====== Stored data

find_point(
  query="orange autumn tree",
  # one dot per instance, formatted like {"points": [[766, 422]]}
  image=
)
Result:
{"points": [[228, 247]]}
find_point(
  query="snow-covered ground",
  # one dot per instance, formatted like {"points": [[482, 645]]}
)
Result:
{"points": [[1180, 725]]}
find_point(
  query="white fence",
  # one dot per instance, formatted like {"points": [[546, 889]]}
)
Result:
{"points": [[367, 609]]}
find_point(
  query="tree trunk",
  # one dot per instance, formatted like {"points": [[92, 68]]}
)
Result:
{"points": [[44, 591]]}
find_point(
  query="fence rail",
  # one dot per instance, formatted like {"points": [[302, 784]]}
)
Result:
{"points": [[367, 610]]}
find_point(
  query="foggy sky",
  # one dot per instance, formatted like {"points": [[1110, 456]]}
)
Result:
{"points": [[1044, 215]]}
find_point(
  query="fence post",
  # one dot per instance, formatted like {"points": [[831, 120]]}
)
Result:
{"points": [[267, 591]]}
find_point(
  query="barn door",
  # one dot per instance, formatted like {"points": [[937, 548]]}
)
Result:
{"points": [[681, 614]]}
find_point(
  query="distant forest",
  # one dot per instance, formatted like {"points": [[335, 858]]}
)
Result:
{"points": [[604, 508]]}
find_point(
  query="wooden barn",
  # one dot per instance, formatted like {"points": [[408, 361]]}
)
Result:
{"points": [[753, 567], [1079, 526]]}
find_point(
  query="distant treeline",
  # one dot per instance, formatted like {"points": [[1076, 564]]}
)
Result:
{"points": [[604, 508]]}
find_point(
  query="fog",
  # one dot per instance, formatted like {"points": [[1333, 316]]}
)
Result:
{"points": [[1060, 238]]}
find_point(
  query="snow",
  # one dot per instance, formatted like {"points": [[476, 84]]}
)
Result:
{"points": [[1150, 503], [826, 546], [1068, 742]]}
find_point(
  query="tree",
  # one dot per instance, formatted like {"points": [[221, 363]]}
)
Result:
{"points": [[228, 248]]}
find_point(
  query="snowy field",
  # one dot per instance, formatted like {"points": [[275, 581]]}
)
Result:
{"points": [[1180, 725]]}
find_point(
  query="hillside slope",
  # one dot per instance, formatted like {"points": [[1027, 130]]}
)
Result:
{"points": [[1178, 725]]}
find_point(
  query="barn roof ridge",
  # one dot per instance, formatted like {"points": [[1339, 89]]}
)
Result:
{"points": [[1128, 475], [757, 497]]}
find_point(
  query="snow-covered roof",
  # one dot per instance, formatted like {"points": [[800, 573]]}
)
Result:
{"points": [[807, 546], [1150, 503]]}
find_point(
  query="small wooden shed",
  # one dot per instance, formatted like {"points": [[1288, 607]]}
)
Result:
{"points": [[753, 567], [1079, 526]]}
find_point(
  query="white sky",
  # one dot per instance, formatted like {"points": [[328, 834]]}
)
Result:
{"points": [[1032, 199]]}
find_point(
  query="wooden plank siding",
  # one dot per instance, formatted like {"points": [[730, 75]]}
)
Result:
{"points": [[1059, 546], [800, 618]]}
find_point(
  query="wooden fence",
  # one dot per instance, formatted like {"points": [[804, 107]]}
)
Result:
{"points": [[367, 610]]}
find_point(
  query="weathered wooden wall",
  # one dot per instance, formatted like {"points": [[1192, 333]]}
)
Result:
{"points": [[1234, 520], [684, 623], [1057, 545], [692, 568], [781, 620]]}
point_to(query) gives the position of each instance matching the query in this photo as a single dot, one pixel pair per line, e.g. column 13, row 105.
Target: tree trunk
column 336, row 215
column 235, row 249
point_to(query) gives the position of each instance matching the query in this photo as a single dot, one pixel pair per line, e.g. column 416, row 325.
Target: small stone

============

• [What you should do] Return, in full, every line of these entries that holds "each".

• [Reply to the exercise]
point_to(query) gives the position of each instance matching the query in this photo as a single dot, one pixel pair per line, e.g. column 13, row 105.
point_to(query) gives the position of each instance matching the query in this photo as a single dot, one pixel pair per line, e.g. column 416, row 325.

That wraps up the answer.